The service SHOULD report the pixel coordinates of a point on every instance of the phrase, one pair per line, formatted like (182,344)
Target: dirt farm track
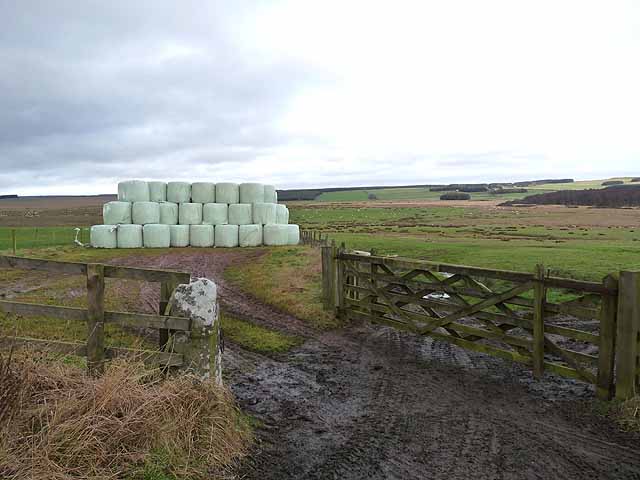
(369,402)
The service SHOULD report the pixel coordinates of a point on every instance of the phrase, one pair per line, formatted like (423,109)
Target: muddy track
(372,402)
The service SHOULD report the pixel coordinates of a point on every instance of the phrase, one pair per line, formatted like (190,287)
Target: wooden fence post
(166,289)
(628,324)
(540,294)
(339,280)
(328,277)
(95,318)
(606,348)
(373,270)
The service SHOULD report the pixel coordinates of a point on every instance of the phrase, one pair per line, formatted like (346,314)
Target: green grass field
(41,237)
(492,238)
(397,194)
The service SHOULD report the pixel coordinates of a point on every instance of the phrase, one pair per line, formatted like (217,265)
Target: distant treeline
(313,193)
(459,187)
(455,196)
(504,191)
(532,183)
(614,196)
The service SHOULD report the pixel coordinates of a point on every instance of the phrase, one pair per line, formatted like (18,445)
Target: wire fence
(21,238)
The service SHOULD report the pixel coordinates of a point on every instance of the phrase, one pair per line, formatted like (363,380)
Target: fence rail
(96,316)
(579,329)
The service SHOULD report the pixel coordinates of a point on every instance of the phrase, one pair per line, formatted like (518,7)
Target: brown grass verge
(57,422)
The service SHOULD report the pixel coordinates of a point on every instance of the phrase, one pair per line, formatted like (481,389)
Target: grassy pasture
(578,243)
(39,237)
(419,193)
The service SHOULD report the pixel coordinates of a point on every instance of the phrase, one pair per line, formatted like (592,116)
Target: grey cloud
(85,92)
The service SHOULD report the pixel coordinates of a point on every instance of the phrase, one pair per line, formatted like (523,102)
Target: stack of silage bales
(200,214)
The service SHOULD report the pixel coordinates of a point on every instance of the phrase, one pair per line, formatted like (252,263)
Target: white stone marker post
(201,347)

───

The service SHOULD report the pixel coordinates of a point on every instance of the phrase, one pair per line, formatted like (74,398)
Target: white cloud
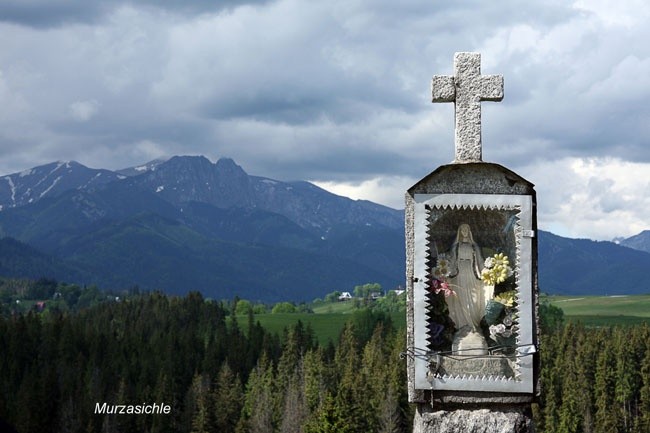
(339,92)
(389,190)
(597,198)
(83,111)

───

DIRECTIVE.
Report each line of the data above that contains the string "fence", treating uppercase and lowercase letters as different.

OUTPUT FOR THIS EXERCISE.
Target: wooden fence post
Target: wire fence
Target: fence rail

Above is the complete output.